(Natural-language object grounding data)
========================================
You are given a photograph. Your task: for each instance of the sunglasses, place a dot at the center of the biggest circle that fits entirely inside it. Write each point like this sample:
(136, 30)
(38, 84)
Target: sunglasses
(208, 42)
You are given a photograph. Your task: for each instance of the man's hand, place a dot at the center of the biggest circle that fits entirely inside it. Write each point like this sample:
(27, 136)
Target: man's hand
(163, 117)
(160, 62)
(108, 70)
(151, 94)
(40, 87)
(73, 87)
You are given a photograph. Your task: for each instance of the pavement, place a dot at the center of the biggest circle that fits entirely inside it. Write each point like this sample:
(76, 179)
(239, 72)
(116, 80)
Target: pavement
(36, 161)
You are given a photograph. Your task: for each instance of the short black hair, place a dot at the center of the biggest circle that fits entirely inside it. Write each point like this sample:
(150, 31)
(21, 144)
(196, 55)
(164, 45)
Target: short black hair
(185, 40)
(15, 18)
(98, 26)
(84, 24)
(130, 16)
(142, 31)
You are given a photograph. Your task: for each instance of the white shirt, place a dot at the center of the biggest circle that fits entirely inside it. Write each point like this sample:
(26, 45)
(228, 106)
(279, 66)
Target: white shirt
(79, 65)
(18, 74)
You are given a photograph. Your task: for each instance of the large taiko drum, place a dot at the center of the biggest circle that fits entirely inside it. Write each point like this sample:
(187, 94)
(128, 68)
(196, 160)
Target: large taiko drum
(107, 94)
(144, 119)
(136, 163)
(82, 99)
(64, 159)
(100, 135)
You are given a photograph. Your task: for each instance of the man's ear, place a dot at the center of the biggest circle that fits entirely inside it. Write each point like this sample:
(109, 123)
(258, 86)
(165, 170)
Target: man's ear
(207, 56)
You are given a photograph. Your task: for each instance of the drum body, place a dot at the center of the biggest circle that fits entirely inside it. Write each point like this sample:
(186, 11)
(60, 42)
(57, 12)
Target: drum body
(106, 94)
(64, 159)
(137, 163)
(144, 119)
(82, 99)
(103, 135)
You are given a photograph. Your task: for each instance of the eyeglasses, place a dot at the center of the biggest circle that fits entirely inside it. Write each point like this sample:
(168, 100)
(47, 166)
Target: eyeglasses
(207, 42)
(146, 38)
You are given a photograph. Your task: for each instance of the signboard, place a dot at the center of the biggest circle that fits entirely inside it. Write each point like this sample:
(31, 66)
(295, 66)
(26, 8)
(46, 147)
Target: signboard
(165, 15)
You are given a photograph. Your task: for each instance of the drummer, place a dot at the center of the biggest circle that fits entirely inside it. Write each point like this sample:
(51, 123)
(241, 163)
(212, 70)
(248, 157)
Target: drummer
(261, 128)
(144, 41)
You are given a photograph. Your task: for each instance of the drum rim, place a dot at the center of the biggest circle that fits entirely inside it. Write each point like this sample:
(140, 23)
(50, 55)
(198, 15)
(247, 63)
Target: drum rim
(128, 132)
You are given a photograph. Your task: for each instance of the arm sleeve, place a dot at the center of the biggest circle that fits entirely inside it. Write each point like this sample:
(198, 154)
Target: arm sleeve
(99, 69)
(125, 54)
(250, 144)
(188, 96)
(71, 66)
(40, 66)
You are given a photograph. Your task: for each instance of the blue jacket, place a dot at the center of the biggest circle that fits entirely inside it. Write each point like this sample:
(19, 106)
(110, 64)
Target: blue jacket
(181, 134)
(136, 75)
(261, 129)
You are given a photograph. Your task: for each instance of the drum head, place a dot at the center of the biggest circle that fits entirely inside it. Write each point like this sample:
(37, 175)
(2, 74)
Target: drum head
========================================
Produce a word-for-word copy of all the entries above.

You are given a photograph. Your task: for each instance of the sunglasses, place a dot at the center of the biggest circle that fits entirely inside it. Write each point like this sample:
(136, 30)
(38, 84)
Target: sunglasses
(208, 42)
You are given a photograph. Your task: for each instance of the man's hand, place a dot at the center of the biggest circle that fits entirely inside it. Write each point like this sample:
(27, 136)
Target: man's hand
(163, 117)
(160, 62)
(108, 70)
(151, 94)
(40, 87)
(73, 87)
You are given a photograph. Your task: for each instance of the pavement, place a dot at the center of the biggest circle that fits entirely inside it. Write each point like this sample:
(76, 179)
(239, 72)
(116, 80)
Target: pavement
(36, 161)
You are given a photograph. Your task: for each instance of the short black hair, place a dot at the center of the biggest circle that fits entirely inside it. Write each point like this sample:
(150, 31)
(21, 144)
(196, 55)
(164, 45)
Target: short black hair
(185, 40)
(15, 18)
(98, 26)
(84, 24)
(130, 16)
(142, 31)
You are given a photograph. Your task: for each instance of the white shirt, place a dot at the center of the biggest circle that fits entirely inside it. Write each point like this sample:
(26, 45)
(228, 106)
(279, 66)
Target: white shirt
(79, 65)
(18, 74)
You are given a photograph. Your task: for each instance of the large taiko drum, place a dot at the center of the biggest circle that fits entirely inside it. Write each point like this sample:
(187, 94)
(128, 68)
(196, 160)
Target: large taiko drum
(107, 94)
(144, 119)
(136, 163)
(82, 99)
(64, 159)
(100, 135)
You are given a photograph. Your task: for each instance of the man's ear, place a dot at the center of the biggest circle that fits entirely inside it. Write each point like this sample:
(109, 123)
(258, 86)
(165, 170)
Target: man's ear
(207, 56)
You are given a photograph. Your task: for each instance of the drum body, place a dot at the center of the biggest circle that fits entirely inside it. Write each point like this sample:
(186, 11)
(60, 42)
(57, 12)
Target: drum body
(106, 94)
(64, 159)
(137, 163)
(144, 119)
(82, 99)
(103, 135)
You are given a photograph. Your task: for each instance of the eyeglasses, place a dot at the center of the biggest circle that fits entirely inside it. Write each point like this sample:
(168, 100)
(47, 166)
Target: eyeglasses
(207, 42)
(146, 38)
You are given a photograph. Your task: for each instance of the signboard, place a dot at the center of the biggest circle that fits entirely inside it. Write each point like this sample:
(31, 66)
(295, 66)
(26, 8)
(46, 147)
Target: signboard
(165, 15)
You are given a photograph. Your task: for each instance of the drummer, place a dot at the center of the biggest circle that fits entirely inside it. Write each point like this sample:
(51, 123)
(241, 163)
(212, 70)
(248, 157)
Target: drummer
(261, 128)
(144, 41)
You are given a photograph. Your task: for each instance of the drum rim, place a dot at the center of the biggest circle that fits entirely inside it. Write each point like this sample:
(140, 23)
(50, 55)
(198, 15)
(247, 63)
Target: drum rim
(128, 132)
You are given a photograph. Your task: for each instance of the arm sleeve, place a dot at the center of the biggest circle that fits entirely inside it. Write each point like this sample:
(198, 154)
Target: arm sleeve
(99, 69)
(125, 54)
(250, 144)
(188, 96)
(71, 66)
(40, 66)
You are given a photograph. Your task: for each instance of the blue jacket, place a dot at the center of the biggest circle that fits entirely inside it. Write each point like this sample:
(19, 106)
(110, 64)
Target: blue jacket
(181, 134)
(136, 75)
(261, 129)
You are given a photograph. Your task: for each instance of the drum head, place a dot at the center of the biggest circle that fits entirely inside it. Write each point like this sample:
(37, 175)
(2, 74)
Target: drum head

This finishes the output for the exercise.